## TEXT SEGMENT:
──────
The desire to have world-class universities has its roots not just in rational considerations, but also in the symbolic role of such universities. They are increasingly becoming a part of the legitimation of the state, like a football team or the national opera. The expansion of international rankings has made the governments vulnerable in defending their global legitimacy in the area of higher education. Before the universities were compared internationally, governments could hide behind the history of particular universities or could build impressive university campuses to create an impression that the country had great universities.

The rankings made the competition between the states very visible. It should be stressed that the international rankings are playing a more and more important role in such policies. The rankings are most commonly recognized as an indicator of success of excellence-driven policies (Salmi 2009). Moreover, in some cases there is a substitution of concepts when places in the rankings become main goals by themselves, but not the detectors of policy implementation.

This fact shows how the political and broad social and economic objectives of the excellence-driven policies shape the model of the world-class university. Indeed, the research and educational productivity of a particular university could be high even if this university does not have a lot of international students. However, these students are becoming a symbol of a global recognition and strong economic impact of such universities.

The emergence of the excellence-driven policies also reflects the growing influence of the New Public Management in higher education (Bleiklie 1988; Ferlie et al. 1996; Hood 1991; Stech 2011), such as performance based funding, accountability, external quality control, or business-like managerial practices. One of the objectives of new public management in higher education is the strengthening of the competition between the universities. Such competition leads to greater differentiation in higher education system (Froumin et al. 2014) and creation of segments of losers and winners. It should be admitted that the analysis of the histories of some excellence initiatives has shown that the government pressure was not fully coercive—it was supported by the winners—the leading universities that considered the excellence initiative as the opportunity for them.
──────
## EXTRACTED MATERIAL:
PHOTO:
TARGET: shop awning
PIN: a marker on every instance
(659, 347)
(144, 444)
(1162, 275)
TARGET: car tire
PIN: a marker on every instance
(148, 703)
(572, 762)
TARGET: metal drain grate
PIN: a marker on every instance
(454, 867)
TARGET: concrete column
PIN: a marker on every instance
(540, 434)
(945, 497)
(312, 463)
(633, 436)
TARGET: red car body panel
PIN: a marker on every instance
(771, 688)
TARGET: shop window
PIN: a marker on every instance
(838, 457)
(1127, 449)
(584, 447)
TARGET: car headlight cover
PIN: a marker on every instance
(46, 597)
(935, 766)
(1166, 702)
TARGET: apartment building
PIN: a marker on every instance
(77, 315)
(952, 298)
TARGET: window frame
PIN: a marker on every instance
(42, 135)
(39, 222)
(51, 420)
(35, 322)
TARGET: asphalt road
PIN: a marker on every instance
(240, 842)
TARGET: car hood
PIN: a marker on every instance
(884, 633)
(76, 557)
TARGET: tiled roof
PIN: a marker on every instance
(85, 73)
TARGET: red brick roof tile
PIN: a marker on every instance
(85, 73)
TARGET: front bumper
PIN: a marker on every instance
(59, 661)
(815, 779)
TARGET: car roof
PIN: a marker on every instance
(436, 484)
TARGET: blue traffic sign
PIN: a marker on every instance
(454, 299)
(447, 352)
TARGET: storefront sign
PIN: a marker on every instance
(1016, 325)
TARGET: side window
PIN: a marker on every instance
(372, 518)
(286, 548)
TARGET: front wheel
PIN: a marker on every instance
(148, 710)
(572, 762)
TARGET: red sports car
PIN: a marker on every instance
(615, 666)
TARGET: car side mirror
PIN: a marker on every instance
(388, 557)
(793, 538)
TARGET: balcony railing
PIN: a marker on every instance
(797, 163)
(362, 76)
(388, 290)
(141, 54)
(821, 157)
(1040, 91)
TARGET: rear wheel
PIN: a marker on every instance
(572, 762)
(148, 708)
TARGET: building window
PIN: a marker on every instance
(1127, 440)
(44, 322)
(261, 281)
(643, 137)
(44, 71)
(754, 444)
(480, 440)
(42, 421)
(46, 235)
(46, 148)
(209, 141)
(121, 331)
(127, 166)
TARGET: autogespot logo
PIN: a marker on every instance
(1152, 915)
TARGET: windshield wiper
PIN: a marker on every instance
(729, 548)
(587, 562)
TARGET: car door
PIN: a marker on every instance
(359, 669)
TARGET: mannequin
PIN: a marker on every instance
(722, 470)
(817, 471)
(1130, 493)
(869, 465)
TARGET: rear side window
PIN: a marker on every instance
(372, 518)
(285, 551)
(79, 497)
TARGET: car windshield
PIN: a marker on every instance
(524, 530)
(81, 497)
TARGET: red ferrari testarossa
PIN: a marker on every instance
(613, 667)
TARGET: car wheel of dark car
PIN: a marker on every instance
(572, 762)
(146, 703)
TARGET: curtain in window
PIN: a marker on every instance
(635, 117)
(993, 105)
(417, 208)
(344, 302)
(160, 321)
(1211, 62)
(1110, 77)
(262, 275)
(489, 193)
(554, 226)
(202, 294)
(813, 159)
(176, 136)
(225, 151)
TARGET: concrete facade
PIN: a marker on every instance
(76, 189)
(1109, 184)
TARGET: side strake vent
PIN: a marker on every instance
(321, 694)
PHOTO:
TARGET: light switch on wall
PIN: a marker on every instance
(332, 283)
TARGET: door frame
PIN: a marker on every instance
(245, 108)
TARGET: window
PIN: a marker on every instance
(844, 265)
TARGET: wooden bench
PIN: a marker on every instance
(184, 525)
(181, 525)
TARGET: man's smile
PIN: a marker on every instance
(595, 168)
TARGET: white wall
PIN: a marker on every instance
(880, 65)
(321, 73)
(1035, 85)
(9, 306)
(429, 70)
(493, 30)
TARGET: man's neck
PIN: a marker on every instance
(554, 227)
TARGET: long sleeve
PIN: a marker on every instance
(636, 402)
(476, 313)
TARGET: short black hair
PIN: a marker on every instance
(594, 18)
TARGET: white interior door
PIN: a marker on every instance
──────
## WRITTEN PROBLEM 1:
Condense the paragraph of the excerpt on world-class universities that begins "The desire to have world-class universities" into a shorter version that keeps its main facts.
## WRITTEN PROBLEM 2:
Resume the excerpt on world-class universities from its last sentence.
The records were taken from a different source.

## WRITTEN REPLY 1:
Countries want world-class universities for symbolic as well as rational reasons, because such universities increasingly help legitimize the state, much like a football team or a national opera. International rankings have made governments more exposed when defending their global standing in higher education. Before these comparisons existed, governments could rely on a university's history or on impressive campuses to suggest that the country had great universities.

## WRITTEN REPLY 2:
Bologna process had also created favourable conditions for the excellence-driven policies. This process moved from very national (local) and peculiar higher education systems into more comparable and even similar mechanisms. Bologna Process has opened the door to the creation of a harmonized regional higher education space which was supposed to make European higher education more competitive and attractive, specifically to US higher education (Kehm 2010). The internationalization became the focus of higher education development. Therefore, the international recognition of the universities, their role in international academic mobility attracted more than ever the attention of policy-makers.

This analysis shows that almost in all cases the rationale behind such initiatives was in the state economic, political and social objectives. The “natural” development of universities was not the source of the policy changes.

3 Design of Excellence-Driven Policies and Initiatives

The question of the design of excellence initiatives has a number of elements:

  • Does the initiative support the development of universities as an entity or certain individual units (departments)?

  • Does it encourage mergers and acquisitions?

  • What is its scale in terms of money and time?

  • How are the universities being selected?

  • What are the universities expected to do? What do they suggest to do?

It was found that the largest excellence initiatives were focused on the universities as a whole. There are two explanations that could be drawn from the interviews: (a) international rankings consider whole universities; (b) such design allows all resources of the university to be involved in its development.

It could be claimed that mergers were not the most important part of any of these initiatives. Exceptions are France, Denmark and China—countries which relied significantly on the merger mechanism (Salmi 2009). Also, Russian “Federal universities project”, which was to establish a big regional or macro-regional university through merging existing ones (Froumin and Povalko 2014), illustrates how mergers and acquisitions could be used to implement excellence policy.

Nevertheless, the reason not to use mergers widely proved to be simple—mergers take time; their first stage is very risky, because of disorganization and loss of priorities as shown, for example, from the research on mergers in Finland done by Ursin et al. (2010).

Such famous mergers that have created Manchester University, Aalto University and Strasbourg University happened with the same objective, but outside of the excellence initiatives.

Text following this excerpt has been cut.